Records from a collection
┄┄┄┄┄┄┄┄┄┄┄┄┄┄┄┄┄┄┄┄

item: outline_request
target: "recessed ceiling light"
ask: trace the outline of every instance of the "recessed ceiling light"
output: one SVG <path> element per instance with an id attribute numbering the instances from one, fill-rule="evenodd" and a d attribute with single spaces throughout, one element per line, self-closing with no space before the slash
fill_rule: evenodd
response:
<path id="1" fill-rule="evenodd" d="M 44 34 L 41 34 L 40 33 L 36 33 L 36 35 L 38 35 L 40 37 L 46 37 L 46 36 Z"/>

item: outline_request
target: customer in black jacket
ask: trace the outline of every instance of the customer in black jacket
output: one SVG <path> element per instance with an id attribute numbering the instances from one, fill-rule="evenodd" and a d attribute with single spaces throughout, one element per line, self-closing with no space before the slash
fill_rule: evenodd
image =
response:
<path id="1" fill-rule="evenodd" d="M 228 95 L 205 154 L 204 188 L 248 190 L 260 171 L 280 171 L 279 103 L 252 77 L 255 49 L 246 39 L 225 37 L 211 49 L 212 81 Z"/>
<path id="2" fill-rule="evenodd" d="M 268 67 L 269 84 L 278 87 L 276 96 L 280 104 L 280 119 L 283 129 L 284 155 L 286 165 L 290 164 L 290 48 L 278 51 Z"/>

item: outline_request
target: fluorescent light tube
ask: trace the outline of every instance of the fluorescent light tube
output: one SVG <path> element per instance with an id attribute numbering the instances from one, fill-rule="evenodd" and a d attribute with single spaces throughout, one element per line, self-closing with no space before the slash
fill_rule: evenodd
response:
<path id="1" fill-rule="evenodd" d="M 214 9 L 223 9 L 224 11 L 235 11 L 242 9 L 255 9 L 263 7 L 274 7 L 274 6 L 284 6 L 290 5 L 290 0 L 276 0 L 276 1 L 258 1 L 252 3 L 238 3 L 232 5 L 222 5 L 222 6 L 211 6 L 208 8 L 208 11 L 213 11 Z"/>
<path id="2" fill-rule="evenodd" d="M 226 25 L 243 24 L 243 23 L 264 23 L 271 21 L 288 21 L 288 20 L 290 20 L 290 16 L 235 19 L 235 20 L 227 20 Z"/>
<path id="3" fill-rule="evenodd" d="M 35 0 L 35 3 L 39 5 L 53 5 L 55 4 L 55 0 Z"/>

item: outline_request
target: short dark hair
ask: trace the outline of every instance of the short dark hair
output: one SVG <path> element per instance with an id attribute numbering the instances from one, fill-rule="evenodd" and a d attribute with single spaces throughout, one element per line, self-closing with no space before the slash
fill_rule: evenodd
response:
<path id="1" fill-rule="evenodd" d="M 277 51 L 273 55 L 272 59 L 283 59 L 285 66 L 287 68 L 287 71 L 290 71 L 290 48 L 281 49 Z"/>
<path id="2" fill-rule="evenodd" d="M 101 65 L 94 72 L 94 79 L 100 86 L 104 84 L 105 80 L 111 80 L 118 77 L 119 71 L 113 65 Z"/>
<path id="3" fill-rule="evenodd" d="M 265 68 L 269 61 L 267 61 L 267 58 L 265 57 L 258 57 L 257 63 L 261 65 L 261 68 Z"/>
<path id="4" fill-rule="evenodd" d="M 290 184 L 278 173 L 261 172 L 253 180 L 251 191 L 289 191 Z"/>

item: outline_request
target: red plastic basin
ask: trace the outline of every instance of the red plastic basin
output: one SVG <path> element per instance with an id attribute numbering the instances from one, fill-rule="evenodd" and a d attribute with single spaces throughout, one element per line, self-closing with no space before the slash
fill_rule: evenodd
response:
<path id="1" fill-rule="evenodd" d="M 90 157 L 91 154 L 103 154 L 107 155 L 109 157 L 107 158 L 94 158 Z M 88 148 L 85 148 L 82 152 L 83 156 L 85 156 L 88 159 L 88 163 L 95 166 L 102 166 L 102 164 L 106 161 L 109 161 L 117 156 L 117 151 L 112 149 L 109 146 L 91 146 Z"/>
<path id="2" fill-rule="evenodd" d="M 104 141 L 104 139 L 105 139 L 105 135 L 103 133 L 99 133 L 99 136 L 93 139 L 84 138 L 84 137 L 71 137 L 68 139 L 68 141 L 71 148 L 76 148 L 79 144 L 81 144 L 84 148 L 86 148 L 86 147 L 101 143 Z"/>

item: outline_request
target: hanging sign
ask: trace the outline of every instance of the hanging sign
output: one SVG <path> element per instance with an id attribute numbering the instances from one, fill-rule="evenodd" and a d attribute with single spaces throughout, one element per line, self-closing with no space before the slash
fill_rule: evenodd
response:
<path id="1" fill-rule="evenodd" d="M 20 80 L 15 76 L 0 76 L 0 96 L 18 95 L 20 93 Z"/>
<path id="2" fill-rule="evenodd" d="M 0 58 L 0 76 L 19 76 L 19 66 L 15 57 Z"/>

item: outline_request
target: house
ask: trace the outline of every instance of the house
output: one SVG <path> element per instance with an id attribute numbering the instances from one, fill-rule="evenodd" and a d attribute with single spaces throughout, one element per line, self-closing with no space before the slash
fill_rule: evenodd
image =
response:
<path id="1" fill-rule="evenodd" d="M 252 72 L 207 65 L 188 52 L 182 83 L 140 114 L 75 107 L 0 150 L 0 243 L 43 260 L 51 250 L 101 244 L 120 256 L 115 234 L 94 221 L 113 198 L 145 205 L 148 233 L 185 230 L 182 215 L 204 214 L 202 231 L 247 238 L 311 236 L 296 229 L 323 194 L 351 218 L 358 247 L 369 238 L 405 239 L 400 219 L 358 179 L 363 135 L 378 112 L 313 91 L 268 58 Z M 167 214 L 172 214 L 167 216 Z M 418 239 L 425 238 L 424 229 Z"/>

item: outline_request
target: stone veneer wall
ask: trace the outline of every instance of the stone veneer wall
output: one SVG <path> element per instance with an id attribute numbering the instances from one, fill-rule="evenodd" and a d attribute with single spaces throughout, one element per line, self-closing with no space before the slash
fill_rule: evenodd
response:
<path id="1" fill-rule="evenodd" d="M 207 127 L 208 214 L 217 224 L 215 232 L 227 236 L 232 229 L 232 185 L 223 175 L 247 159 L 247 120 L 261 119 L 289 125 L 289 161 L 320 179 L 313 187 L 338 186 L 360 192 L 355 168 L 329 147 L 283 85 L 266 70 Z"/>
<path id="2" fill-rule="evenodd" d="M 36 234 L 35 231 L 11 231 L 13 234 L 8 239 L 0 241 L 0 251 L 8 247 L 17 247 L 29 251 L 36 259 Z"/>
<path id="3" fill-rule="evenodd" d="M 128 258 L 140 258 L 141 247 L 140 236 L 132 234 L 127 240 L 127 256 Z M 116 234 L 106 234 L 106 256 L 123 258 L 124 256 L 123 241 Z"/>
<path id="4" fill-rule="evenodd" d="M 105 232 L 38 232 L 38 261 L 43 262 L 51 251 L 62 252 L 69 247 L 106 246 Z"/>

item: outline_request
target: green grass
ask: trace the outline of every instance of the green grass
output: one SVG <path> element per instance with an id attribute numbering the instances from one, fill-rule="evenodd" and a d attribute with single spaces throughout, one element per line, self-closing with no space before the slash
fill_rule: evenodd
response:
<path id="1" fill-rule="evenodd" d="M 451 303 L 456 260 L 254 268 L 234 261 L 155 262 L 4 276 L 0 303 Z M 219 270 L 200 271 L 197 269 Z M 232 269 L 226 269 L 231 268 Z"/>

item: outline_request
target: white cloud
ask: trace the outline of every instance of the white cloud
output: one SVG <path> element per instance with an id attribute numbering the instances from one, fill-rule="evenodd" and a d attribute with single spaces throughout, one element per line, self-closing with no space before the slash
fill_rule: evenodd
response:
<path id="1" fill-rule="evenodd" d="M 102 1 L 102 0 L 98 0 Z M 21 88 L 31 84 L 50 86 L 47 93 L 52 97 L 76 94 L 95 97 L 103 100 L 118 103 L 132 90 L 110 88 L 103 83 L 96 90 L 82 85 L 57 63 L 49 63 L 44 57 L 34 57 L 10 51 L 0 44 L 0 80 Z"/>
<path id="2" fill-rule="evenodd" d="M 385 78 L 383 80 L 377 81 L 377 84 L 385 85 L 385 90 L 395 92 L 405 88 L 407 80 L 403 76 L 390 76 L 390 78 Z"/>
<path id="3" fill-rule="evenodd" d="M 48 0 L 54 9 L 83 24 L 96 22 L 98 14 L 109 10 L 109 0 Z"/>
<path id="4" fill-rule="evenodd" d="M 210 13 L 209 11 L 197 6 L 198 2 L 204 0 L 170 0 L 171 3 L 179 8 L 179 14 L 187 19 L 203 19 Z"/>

┄┄┄┄┄┄┄┄┄┄┄┄┄┄┄┄┄┄┄┄

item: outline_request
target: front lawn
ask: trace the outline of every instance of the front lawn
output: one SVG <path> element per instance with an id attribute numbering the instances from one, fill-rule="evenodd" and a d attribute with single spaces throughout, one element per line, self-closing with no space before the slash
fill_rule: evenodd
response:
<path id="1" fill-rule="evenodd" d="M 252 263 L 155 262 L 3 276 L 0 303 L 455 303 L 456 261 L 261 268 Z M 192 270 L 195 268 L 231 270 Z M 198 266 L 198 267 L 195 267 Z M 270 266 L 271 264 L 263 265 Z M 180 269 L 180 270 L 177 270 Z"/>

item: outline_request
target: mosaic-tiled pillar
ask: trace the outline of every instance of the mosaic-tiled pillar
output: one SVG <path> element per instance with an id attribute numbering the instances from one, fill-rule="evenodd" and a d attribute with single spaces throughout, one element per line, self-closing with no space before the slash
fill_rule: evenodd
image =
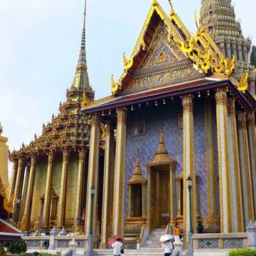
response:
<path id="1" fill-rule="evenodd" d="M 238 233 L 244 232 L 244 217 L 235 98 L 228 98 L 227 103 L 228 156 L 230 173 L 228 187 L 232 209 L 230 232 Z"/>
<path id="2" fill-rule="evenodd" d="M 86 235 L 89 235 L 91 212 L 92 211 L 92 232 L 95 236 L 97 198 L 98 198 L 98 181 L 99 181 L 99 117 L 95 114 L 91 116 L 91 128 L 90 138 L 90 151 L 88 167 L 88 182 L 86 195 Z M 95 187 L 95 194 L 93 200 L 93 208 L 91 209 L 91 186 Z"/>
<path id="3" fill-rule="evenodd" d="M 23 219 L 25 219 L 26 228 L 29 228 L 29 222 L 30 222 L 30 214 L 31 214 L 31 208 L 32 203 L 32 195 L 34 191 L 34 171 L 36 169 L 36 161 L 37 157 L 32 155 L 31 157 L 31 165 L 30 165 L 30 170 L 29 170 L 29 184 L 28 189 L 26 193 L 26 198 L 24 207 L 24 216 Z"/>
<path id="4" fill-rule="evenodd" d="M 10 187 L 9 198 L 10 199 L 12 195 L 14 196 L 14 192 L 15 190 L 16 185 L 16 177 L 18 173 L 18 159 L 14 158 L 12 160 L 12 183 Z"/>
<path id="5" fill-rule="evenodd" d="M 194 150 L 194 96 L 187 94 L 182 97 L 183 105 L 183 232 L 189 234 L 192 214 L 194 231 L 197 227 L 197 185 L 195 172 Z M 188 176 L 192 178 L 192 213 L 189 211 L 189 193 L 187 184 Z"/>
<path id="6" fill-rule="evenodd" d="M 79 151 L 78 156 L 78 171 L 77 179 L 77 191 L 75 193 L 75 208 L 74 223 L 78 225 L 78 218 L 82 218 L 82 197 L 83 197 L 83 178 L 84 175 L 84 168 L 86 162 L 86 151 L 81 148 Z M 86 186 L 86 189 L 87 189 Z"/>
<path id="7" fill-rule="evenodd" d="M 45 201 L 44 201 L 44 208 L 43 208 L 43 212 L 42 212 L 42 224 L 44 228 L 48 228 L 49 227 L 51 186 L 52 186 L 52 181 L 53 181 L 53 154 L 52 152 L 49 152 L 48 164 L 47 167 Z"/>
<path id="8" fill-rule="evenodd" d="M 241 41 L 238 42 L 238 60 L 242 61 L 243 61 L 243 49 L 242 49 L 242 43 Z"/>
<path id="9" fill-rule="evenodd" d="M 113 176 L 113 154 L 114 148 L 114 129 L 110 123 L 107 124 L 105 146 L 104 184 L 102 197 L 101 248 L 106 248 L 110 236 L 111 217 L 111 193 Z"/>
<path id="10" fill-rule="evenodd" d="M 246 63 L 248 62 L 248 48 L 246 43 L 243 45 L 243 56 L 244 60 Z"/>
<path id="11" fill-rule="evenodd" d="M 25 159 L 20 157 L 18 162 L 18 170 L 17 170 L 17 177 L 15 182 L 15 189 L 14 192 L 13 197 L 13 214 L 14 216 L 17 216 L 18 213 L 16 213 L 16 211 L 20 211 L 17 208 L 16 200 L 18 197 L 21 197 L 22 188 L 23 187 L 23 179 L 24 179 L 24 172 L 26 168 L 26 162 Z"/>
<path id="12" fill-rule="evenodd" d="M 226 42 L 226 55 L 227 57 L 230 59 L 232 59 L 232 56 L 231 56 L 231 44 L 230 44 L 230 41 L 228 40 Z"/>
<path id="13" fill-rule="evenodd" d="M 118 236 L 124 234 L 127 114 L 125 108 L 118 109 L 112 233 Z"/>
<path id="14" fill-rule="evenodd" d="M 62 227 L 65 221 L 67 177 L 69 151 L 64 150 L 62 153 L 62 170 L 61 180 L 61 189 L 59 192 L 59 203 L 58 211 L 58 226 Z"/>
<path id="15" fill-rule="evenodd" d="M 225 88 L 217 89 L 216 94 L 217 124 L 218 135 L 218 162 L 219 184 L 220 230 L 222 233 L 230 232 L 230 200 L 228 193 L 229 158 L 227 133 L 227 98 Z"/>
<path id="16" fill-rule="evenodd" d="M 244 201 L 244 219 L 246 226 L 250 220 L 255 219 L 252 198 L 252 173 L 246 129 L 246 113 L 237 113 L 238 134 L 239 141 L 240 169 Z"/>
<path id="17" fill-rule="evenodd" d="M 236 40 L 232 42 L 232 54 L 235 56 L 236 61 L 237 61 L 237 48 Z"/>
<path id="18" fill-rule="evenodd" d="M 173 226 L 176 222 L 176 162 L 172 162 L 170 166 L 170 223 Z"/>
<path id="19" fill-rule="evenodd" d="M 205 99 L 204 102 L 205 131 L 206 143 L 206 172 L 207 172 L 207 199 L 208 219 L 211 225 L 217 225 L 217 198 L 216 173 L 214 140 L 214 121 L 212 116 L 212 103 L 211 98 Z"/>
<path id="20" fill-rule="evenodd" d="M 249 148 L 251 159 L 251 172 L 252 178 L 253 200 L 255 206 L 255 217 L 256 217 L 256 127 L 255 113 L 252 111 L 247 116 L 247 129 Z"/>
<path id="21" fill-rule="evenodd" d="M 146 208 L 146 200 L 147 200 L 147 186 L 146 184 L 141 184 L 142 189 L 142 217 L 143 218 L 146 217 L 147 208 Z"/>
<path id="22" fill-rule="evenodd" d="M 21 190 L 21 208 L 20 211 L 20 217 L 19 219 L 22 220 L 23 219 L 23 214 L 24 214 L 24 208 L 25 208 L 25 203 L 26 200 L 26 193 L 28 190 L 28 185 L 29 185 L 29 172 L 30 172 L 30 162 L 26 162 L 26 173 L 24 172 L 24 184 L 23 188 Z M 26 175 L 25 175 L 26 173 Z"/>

┄┄┄┄┄┄┄┄┄┄┄┄┄┄┄┄┄┄┄┄

**Required work**: How many lines of the listing above contain the word "fluorescent"? Reply with the number only.

**Solution to the exercise**: 2